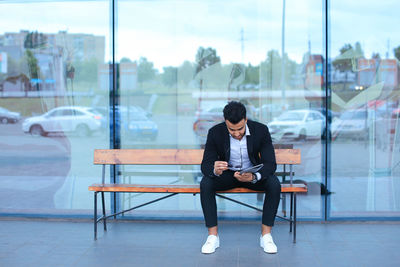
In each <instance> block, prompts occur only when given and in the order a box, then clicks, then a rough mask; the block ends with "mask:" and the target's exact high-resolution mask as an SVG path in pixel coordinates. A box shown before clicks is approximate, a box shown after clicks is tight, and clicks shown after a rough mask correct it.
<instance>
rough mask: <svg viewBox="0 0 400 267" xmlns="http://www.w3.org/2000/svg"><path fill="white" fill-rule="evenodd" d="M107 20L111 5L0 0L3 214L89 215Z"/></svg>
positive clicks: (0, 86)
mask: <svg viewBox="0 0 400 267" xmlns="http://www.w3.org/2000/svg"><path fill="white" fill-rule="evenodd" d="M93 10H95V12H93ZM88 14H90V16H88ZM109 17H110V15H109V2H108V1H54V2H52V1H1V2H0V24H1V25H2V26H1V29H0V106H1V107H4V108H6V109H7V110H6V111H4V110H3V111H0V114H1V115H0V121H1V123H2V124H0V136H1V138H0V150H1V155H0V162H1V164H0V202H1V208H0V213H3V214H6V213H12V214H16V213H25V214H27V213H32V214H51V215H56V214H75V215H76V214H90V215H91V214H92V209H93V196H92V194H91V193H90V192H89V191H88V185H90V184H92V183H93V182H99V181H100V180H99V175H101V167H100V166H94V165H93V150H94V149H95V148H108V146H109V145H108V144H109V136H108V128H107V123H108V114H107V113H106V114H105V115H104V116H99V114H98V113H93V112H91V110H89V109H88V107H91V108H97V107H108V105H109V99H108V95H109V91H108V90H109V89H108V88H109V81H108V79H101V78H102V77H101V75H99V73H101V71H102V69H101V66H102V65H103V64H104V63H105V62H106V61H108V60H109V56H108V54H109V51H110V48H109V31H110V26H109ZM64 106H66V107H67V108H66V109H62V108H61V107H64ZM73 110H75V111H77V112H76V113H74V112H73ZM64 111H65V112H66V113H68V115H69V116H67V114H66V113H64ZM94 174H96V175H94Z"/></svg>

════

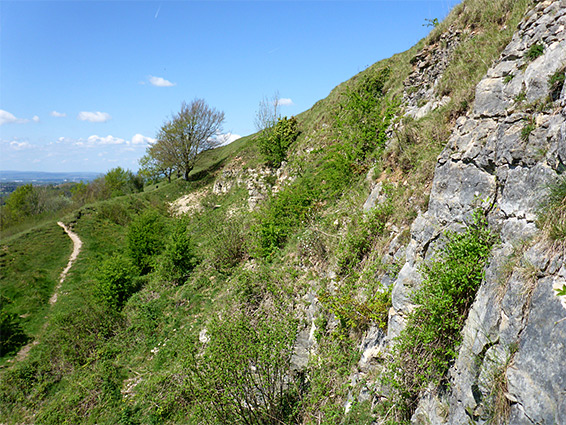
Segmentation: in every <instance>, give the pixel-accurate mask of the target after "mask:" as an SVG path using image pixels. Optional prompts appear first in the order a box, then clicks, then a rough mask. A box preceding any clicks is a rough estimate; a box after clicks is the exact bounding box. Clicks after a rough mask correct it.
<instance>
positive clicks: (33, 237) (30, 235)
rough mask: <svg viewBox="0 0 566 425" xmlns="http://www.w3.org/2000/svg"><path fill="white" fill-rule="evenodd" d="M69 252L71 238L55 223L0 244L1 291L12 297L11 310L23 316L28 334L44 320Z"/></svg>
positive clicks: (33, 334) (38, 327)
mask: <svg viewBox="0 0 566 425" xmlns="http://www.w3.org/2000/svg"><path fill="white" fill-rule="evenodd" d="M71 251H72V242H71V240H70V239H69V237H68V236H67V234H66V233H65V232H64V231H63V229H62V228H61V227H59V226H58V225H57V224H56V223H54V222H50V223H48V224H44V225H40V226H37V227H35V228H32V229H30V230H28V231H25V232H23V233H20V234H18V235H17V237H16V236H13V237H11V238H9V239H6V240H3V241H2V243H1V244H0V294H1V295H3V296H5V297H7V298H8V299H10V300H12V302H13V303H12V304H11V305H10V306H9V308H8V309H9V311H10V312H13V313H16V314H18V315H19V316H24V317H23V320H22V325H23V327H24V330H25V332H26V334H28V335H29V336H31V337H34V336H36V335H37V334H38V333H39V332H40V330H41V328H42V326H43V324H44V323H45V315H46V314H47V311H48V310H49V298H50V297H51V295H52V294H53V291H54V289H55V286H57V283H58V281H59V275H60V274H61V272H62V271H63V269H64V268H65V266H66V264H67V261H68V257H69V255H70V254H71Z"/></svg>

════

» TASK PROMPT: Starting at the line that has "In each <instance>" in the records above, restate word for word every line until the one that has "20L111 5L0 0L3", and include that one as well.

» EXERCISE SOLUTION:
In each <instance> block, prompts occur only when given and in the order a box, then clicks, then a rough mask; the block ends with "mask:" and the target's exact high-resolution mask as an SVG path in pixel coordinates. A box shown before clicks is approximate, a box shown after clicks is tight, and clicks shown after a rough mask correct it.
<instance>
rough mask: <svg viewBox="0 0 400 267" xmlns="http://www.w3.org/2000/svg"><path fill="white" fill-rule="evenodd" d="M107 20L111 5L0 0L3 214L89 215Z"/></svg>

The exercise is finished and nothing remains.